TASK TO CARRY OUT
Write out each of the entries below line for line, with no changes, and leave the pictures out of your copy.

DATA FOR THIS TASK
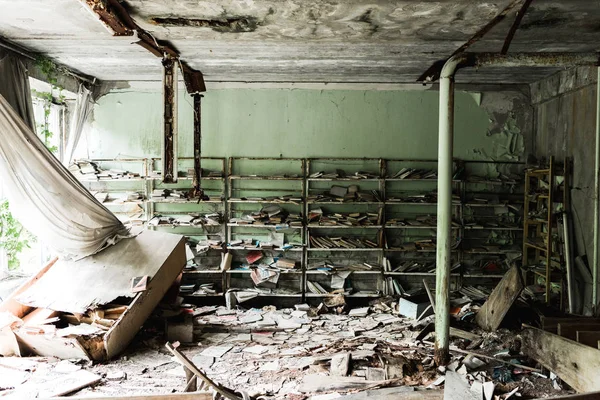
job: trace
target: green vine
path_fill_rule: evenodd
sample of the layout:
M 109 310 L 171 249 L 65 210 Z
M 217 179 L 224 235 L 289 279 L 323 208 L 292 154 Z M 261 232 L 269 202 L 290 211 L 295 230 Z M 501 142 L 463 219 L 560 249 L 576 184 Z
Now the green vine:
M 6 250 L 9 269 L 19 267 L 19 254 L 29 248 L 29 244 L 33 242 L 35 237 L 10 213 L 8 201 L 0 201 L 0 248 Z
M 46 57 L 38 57 L 36 66 L 46 76 L 46 79 L 50 84 L 50 92 L 38 92 L 35 89 L 32 90 L 32 94 L 43 102 L 44 108 L 44 120 L 42 123 L 37 124 L 39 128 L 37 134 L 48 150 L 52 153 L 56 153 L 58 147 L 52 146 L 50 143 L 50 139 L 54 136 L 53 132 L 50 130 L 50 113 L 52 112 L 53 103 L 64 104 L 65 96 L 63 94 L 62 86 L 58 85 L 58 66 Z M 55 90 L 58 91 L 56 96 L 54 93 Z

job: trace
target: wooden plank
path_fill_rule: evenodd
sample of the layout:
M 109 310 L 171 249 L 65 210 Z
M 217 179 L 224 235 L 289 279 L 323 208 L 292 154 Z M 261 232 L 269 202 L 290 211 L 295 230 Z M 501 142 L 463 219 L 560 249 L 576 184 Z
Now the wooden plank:
M 433 392 L 433 390 L 431 390 Z M 439 392 L 439 390 L 437 390 Z M 429 390 L 428 390 L 429 392 Z M 64 400 L 64 397 L 53 397 L 54 399 Z M 69 400 L 212 400 L 210 392 L 194 393 L 170 393 L 155 395 L 135 395 L 135 396 L 110 396 L 110 397 L 78 397 L 69 396 Z
M 39 397 L 58 397 L 76 392 L 85 387 L 95 385 L 100 382 L 102 377 L 90 371 L 80 369 L 72 372 L 62 378 L 46 382 L 39 391 Z
M 179 235 L 176 235 L 179 236 Z M 106 356 L 111 359 L 121 353 L 142 328 L 156 305 L 164 297 L 185 266 L 185 239 L 180 241 L 150 281 L 149 290 L 139 292 L 133 302 L 104 336 Z
M 498 329 L 504 316 L 522 290 L 521 272 L 519 267 L 515 265 L 504 275 L 477 313 L 475 317 L 477 324 L 488 331 Z
M 542 317 L 542 329 L 546 332 L 558 333 L 558 324 L 562 323 L 599 323 L 600 318 L 593 317 Z
M 17 337 L 12 331 L 12 325 L 20 323 L 19 318 L 4 312 L 0 313 L 0 355 L 3 357 L 21 356 Z
M 471 332 L 467 332 L 467 331 L 463 331 L 462 329 L 453 328 L 453 327 L 450 327 L 450 336 L 470 340 L 471 342 L 481 339 L 480 335 L 477 335 L 477 334 L 471 333 Z
M 15 335 L 19 343 L 33 354 L 62 359 L 90 359 L 90 356 L 76 338 L 35 335 L 19 331 L 15 331 Z
M 522 350 L 554 372 L 577 392 L 600 390 L 600 350 L 528 327 L 522 332 Z
M 48 272 L 48 270 L 56 263 L 57 260 L 58 260 L 58 258 L 54 258 L 52 261 L 50 261 L 48 264 L 46 264 L 44 267 L 42 267 L 37 272 L 37 274 L 32 276 L 31 279 L 24 282 L 21 286 L 19 286 L 19 288 L 17 290 L 12 292 L 10 294 L 10 296 L 8 296 L 6 299 L 4 299 L 4 301 L 2 303 L 0 303 L 0 313 L 7 311 L 7 312 L 11 313 L 12 315 L 14 315 L 15 317 L 21 318 L 21 317 L 25 316 L 25 314 L 27 314 L 29 311 L 31 311 L 32 307 L 23 305 L 23 304 L 19 303 L 18 301 L 16 301 L 15 299 L 17 298 L 17 296 L 19 296 L 21 293 L 25 292 L 27 289 L 29 289 L 31 286 L 33 286 L 37 281 L 39 281 L 42 278 L 42 276 L 44 276 L 44 274 L 46 272 Z
M 471 390 L 467 378 L 453 371 L 446 371 L 444 400 L 481 400 L 482 393 Z
M 23 322 L 27 326 L 40 325 L 44 324 L 47 319 L 56 317 L 57 315 L 58 311 L 49 310 L 47 308 L 36 308 L 23 317 Z
M 577 331 L 598 331 L 600 324 L 584 323 L 560 323 L 557 334 L 567 339 L 577 340 Z
M 93 256 L 77 261 L 58 260 L 16 299 L 32 307 L 85 313 L 118 297 L 133 298 L 136 294 L 131 292 L 131 279 L 135 276 L 153 278 L 148 291 L 165 284 L 155 282 L 155 275 L 181 240 L 181 235 L 143 231 Z
M 578 343 L 598 348 L 600 341 L 600 331 L 577 331 L 576 339 Z

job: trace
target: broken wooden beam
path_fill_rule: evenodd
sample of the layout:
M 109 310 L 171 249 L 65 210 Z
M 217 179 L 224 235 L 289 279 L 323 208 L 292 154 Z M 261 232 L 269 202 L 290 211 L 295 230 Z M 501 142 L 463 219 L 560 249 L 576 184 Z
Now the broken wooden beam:
M 560 323 L 589 323 L 600 324 L 600 318 L 593 317 L 542 317 L 542 330 L 546 332 L 558 333 L 558 324 Z
M 504 7 L 504 9 L 500 13 L 498 13 L 498 15 L 496 15 L 494 18 L 492 18 L 480 30 L 475 32 L 475 34 L 473 36 L 471 36 L 471 38 L 469 40 L 467 40 L 465 43 L 463 43 L 462 46 L 460 46 L 458 49 L 456 49 L 447 59 L 438 60 L 435 63 L 433 63 L 433 65 L 431 67 L 429 67 L 427 69 L 427 71 L 425 71 L 417 79 L 417 82 L 424 82 L 424 83 L 435 82 L 438 79 L 440 79 L 440 74 L 442 73 L 442 68 L 444 68 L 444 65 L 450 58 L 452 58 L 453 56 L 455 56 L 457 54 L 464 53 L 465 51 L 467 51 L 467 49 L 469 47 L 471 47 L 473 44 L 475 44 L 479 40 L 481 40 L 481 38 L 483 38 L 489 31 L 491 31 L 492 28 L 494 28 L 500 22 L 504 21 L 504 19 L 508 15 L 508 13 L 510 11 L 512 11 L 515 7 L 517 7 L 519 4 L 521 4 L 522 2 L 523 2 L 523 0 L 512 0 L 506 7 Z
M 523 352 L 577 392 L 600 390 L 600 350 L 533 327 L 521 335 Z
M 118 0 L 80 0 L 113 36 L 133 36 L 136 24 Z
M 561 322 L 558 324 L 557 334 L 567 339 L 577 340 L 577 331 L 598 331 L 600 324 L 590 323 L 567 323 Z
M 184 354 L 182 354 L 177 348 L 175 348 L 171 343 L 165 344 L 165 347 L 179 360 L 179 363 L 182 364 L 185 368 L 189 369 L 198 377 L 198 380 L 201 386 L 203 386 L 202 382 L 208 386 L 208 388 L 213 389 L 215 392 L 220 394 L 226 399 L 229 400 L 243 400 L 242 396 L 238 396 L 233 390 L 226 388 L 216 382 L 213 382 L 208 376 L 206 376 L 202 371 L 194 365 L 193 362 L 190 361 Z M 197 381 L 198 381 L 197 380 Z
M 163 65 L 162 178 L 177 182 L 177 62 L 165 56 Z
M 577 343 L 597 349 L 600 341 L 600 331 L 577 331 L 576 340 Z
M 515 265 L 504 275 L 490 297 L 479 309 L 475 317 L 477 324 L 487 331 L 498 329 L 523 288 L 521 271 Z

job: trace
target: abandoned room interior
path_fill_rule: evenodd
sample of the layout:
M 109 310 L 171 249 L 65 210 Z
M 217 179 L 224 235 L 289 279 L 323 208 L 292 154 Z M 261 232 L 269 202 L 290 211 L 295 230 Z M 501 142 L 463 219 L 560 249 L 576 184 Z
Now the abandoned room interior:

WORKED ANSWER
job: trace
target: green vine
path_fill_rule: evenodd
sample of the layout:
M 109 310 L 171 249 L 65 210 Z
M 217 179 L 224 235 L 289 279 L 323 208 L 292 154 Z M 261 232 L 269 202 L 290 211 L 295 230 Z M 501 142 L 463 219 L 560 249 L 576 184 Z
Now the green vine:
M 6 250 L 9 269 L 19 267 L 19 254 L 29 248 L 29 244 L 33 242 L 35 237 L 10 213 L 8 201 L 0 201 L 0 248 Z
M 46 57 L 38 57 L 36 66 L 46 76 L 46 79 L 50 84 L 50 92 L 38 92 L 35 89 L 32 90 L 32 94 L 43 102 L 44 108 L 44 120 L 42 123 L 37 124 L 39 128 L 37 134 L 48 150 L 52 153 L 56 153 L 58 147 L 52 146 L 50 143 L 50 139 L 54 136 L 53 132 L 50 130 L 50 113 L 52 112 L 53 103 L 64 104 L 65 96 L 63 94 L 62 86 L 58 85 L 58 66 Z M 55 90 L 58 91 L 56 96 L 54 93 Z

job: trace
target: wooden plank
path_fill_rule: evenodd
sample of the layout:
M 109 310 L 171 249 L 65 210 Z
M 217 179 L 224 235 L 289 279 L 323 208 L 292 154 Z M 261 232 L 269 202 L 290 211 L 295 230 Z M 501 142 L 463 219 L 560 249 L 576 184 Z
Now the wooden plank:
M 433 392 L 433 390 L 431 390 Z M 439 392 L 439 390 L 437 390 Z M 429 390 L 428 390 L 429 392 Z M 64 400 L 64 397 L 53 397 L 54 399 Z M 69 400 L 212 400 L 210 392 L 194 393 L 170 393 L 155 395 L 135 395 L 135 396 L 110 396 L 110 397 L 78 397 L 69 396 Z
M 39 397 L 58 397 L 76 392 L 85 387 L 95 385 L 100 382 L 102 377 L 90 371 L 80 369 L 72 372 L 62 378 L 46 382 L 39 391 Z
M 179 235 L 176 235 L 179 236 Z M 106 356 L 111 359 L 121 353 L 142 328 L 156 305 L 164 297 L 185 266 L 185 239 L 180 241 L 150 281 L 149 290 L 139 292 L 133 302 L 104 336 Z
M 498 329 L 504 316 L 522 290 L 521 272 L 519 267 L 515 265 L 504 275 L 477 313 L 475 317 L 477 324 L 488 331 Z
M 542 317 L 542 329 L 546 332 L 558 333 L 558 324 L 562 323 L 599 323 L 600 318 L 593 317 Z
M 17 337 L 12 331 L 12 325 L 20 323 L 19 318 L 4 312 L 0 313 L 0 355 L 3 357 L 21 356 Z
M 471 332 L 467 332 L 467 331 L 463 331 L 462 329 L 453 328 L 453 327 L 450 327 L 450 336 L 470 340 L 471 342 L 481 339 L 480 335 L 477 335 L 477 334 L 471 333 Z
M 15 335 L 19 343 L 33 354 L 62 359 L 90 359 L 90 356 L 76 338 L 35 335 L 19 331 L 15 331 Z
M 522 350 L 554 372 L 577 392 L 600 390 L 600 350 L 528 327 L 522 332 Z
M 48 272 L 48 270 L 56 263 L 57 260 L 58 260 L 58 258 L 54 258 L 52 261 L 50 261 L 48 264 L 46 264 L 44 267 L 42 267 L 37 272 L 37 274 L 32 276 L 31 279 L 24 282 L 21 286 L 19 286 L 19 288 L 17 290 L 12 292 L 10 294 L 10 296 L 8 296 L 6 299 L 4 299 L 4 301 L 2 303 L 0 303 L 0 313 L 7 311 L 7 312 L 11 313 L 12 315 L 14 315 L 15 317 L 21 318 L 21 317 L 25 316 L 25 314 L 27 314 L 29 311 L 31 311 L 32 307 L 23 305 L 23 304 L 19 303 L 18 301 L 16 301 L 15 299 L 17 298 L 17 296 L 19 296 L 21 293 L 25 292 L 27 289 L 29 289 L 31 286 L 33 286 L 37 281 L 39 281 L 42 278 L 42 276 L 44 276 L 44 274 L 46 272 Z
M 471 390 L 467 378 L 453 371 L 446 371 L 444 400 L 481 400 L 482 393 Z
M 23 322 L 27 326 L 40 325 L 44 324 L 47 319 L 56 317 L 57 315 L 58 311 L 49 310 L 47 308 L 36 308 L 23 317 Z
M 577 331 L 598 331 L 600 324 L 584 323 L 560 323 L 557 334 L 567 339 L 577 340 Z
M 93 256 L 77 261 L 58 260 L 16 299 L 32 307 L 85 313 L 118 297 L 133 298 L 136 294 L 131 292 L 131 279 L 135 276 L 153 278 L 148 291 L 165 284 L 155 282 L 155 275 L 181 240 L 181 235 L 143 231 Z
M 578 343 L 598 348 L 600 341 L 600 331 L 577 331 L 576 339 Z

job: trace
target: broken wooden beam
path_fill_rule: evenodd
sample of the layout:
M 109 310 L 171 249 L 65 210 Z
M 217 179 L 224 235 L 289 279 L 323 208 L 292 154 Z M 261 232 L 269 202 L 290 211 L 295 230 Z M 501 142 L 463 219 L 560 249 L 576 184 Z
Now the broken wooden beam:
M 560 323 L 589 323 L 600 324 L 600 318 L 593 317 L 542 317 L 542 330 L 546 332 L 558 333 L 558 324 Z
M 504 7 L 504 9 L 500 13 L 498 13 L 498 15 L 496 15 L 494 18 L 492 18 L 480 30 L 475 32 L 475 34 L 473 36 L 471 36 L 471 38 L 469 40 L 467 40 L 465 43 L 463 43 L 462 46 L 460 46 L 458 49 L 456 49 L 447 59 L 438 60 L 435 63 L 433 63 L 433 65 L 431 67 L 429 67 L 427 69 L 427 71 L 425 71 L 417 79 L 417 82 L 424 82 L 424 83 L 435 82 L 438 79 L 440 79 L 440 74 L 442 73 L 442 68 L 444 68 L 444 65 L 450 58 L 452 58 L 453 56 L 455 56 L 457 54 L 464 53 L 465 51 L 467 51 L 467 49 L 469 47 L 471 47 L 473 44 L 475 44 L 479 40 L 481 40 L 481 38 L 483 38 L 489 31 L 491 31 L 492 28 L 494 28 L 500 22 L 504 21 L 504 19 L 508 15 L 508 13 L 510 11 L 512 11 L 515 7 L 517 7 L 519 4 L 521 4 L 522 2 L 523 2 L 523 0 L 512 0 L 506 7 Z
M 523 352 L 577 392 L 600 390 L 600 350 L 533 327 L 521 335 Z
M 118 0 L 80 0 L 113 36 L 133 36 L 136 24 Z
M 561 322 L 558 324 L 557 334 L 567 339 L 577 340 L 577 331 L 598 331 L 600 324 L 590 323 L 567 323 Z
M 184 354 L 182 354 L 177 348 L 175 348 L 171 343 L 165 344 L 165 347 L 179 360 L 179 363 L 182 364 L 185 368 L 189 369 L 198 377 L 198 380 L 201 386 L 203 386 L 202 382 L 208 386 L 208 388 L 213 389 L 215 392 L 220 394 L 226 399 L 229 400 L 243 400 L 242 396 L 238 396 L 233 390 L 226 388 L 216 382 L 213 382 L 208 376 L 206 376 L 202 371 L 194 365 L 193 362 L 190 361 Z M 197 381 L 198 381 L 197 380 Z
M 163 65 L 162 178 L 177 182 L 177 62 L 165 56 Z
M 577 343 L 597 349 L 600 341 L 600 331 L 577 331 L 576 340 Z
M 515 265 L 504 275 L 490 297 L 479 309 L 475 317 L 477 324 L 487 331 L 498 329 L 523 288 L 521 271 Z

job: trace
target: abandoned room interior
path_fill_rule: evenodd
sample of the layout:
M 109 310 L 171 249 L 65 210 Z
M 217 179 L 224 235 L 289 279 L 323 208 L 292 154 Z M 261 232 L 269 202 L 290 211 L 295 230 Z M 501 142 L 463 219 L 560 249 L 576 184 Z
Now the abandoned room interior:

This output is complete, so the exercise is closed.